* begin DATA FOR THE TASK *

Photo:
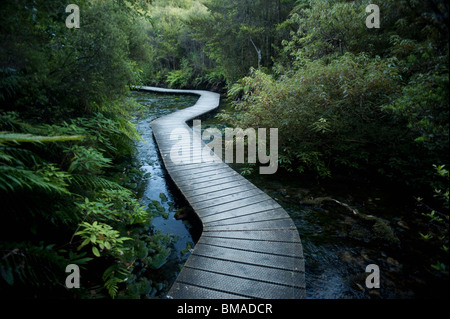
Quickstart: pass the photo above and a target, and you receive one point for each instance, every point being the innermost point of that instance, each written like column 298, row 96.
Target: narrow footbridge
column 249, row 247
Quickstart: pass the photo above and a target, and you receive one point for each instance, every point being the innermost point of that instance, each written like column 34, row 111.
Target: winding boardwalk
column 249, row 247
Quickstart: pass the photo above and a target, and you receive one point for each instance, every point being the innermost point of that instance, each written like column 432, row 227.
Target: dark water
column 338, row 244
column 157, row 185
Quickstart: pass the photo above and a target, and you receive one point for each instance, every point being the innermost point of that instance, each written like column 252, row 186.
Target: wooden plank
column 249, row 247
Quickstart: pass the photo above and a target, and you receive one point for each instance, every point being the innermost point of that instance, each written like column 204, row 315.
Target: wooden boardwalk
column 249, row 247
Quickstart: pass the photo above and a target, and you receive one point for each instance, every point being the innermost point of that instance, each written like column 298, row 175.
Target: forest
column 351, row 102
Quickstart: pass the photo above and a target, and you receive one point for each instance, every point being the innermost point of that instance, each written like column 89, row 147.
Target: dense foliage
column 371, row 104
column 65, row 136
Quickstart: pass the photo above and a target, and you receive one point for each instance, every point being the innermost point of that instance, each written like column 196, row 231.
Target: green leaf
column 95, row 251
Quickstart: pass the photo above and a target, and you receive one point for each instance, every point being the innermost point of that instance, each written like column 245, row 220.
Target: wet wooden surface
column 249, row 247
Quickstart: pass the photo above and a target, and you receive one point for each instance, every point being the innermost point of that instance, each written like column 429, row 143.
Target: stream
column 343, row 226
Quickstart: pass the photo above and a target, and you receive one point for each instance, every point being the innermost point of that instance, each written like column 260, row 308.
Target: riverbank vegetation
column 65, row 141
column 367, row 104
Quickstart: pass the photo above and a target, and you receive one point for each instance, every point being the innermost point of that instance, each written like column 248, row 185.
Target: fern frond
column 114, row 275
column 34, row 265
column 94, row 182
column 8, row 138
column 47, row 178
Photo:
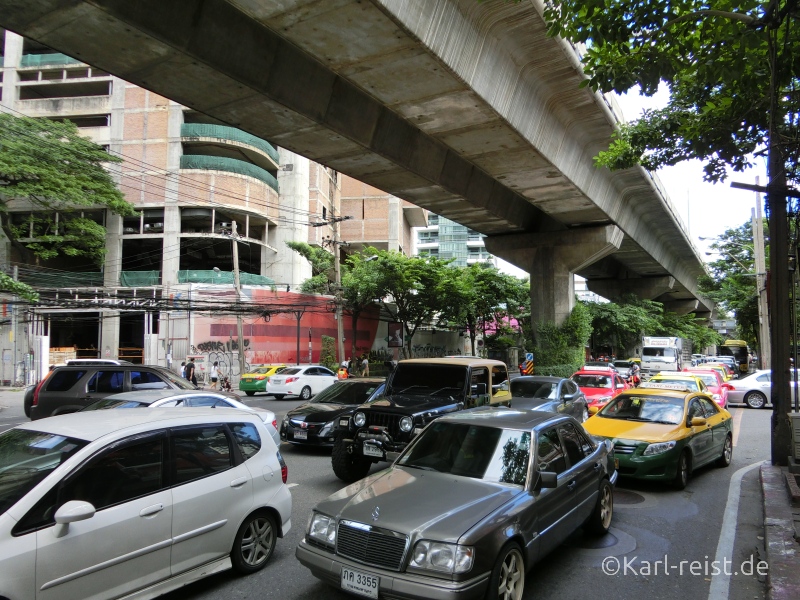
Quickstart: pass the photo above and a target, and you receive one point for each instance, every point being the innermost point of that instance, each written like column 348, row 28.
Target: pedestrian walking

* end DATA FOR THE TASK *

TASK OBJECTIVE
Reproduce all of the material above word for word, leaving out the pictures.

WRITTEN SOLUTION
Photo:
Quickstart: pass the photo above and a target, and you receive one point for each instance, every point being the innermost point of that instance, each written like column 298, row 96.
Target: narrow footbridge
column 249, row 247
Quickstart: pass the photo above and a target, and you receive one point for each instance, every point being the innermost point of that instance, each written like column 34, row 111.
Target: winding boardwalk
column 249, row 247
Quickstart: pass the photo above and a target, and you receive one point for each instance, every point being the innermost point of that instance, each written like column 432, row 227.
Target: dark water
column 338, row 244
column 157, row 185
Quickstart: pass the photo above and a target, and you receive one point for each instance, every point being the innermost point of that instance, each written like column 252, row 186.
Target: wooden plank
column 249, row 247
Quickstart: pass the photo above and a target, and you receive one point for each instance, every point being the innermost point of that instance, each written like column 204, row 315.
Target: wooden boardwalk
column 249, row 247
Quickstart: pass the photo above and a target, and you receive one point for each instance, every point being the innermost point of that instance, each written like column 298, row 175.
Target: forest
column 351, row 102
Quickstart: pass the photo above and a target, and you receive one point for each instance, every point being the innermost point of that instance, each written like column 89, row 147.
Target: dense foliage
column 371, row 104
column 65, row 136
Quickstart: pass the photo above and a target, and you receive one point for each instance, every point being the innermost point of that instance, each written like column 196, row 231.
Target: green leaf
column 95, row 251
Quickstart: pass the photo above and a target, and you receive one point for each instance, every point being the innermost point of that instance, each written like column 245, row 220.
Target: wet wooden surface
column 249, row 247
Quickstart: pass the photo above and a target, and you receive one point for each instance, every point being the innermost point of that instance, each written like column 429, row 143.
Target: stream
column 343, row 226
Quickstart: pass the photo above and a target, and you receive one point for each instance, every point being the innermost point of that instance, each written like column 260, row 308.
Target: riverbank vegetation
column 65, row 141
column 367, row 104
Quickstart: pass the photo above and a target, and you receive one point for each instance, every point being the innermost point of that instance, each written like column 248, row 185.
Target: fern frond
column 114, row 275
column 34, row 265
column 94, row 182
column 8, row 138
column 47, row 178
Photo:
Quickstart: pass the photo above and a target, and you receive one point for each instance, every point being the innermost point of that instance, each written like column 348, row 28.
Target: pedestrian walking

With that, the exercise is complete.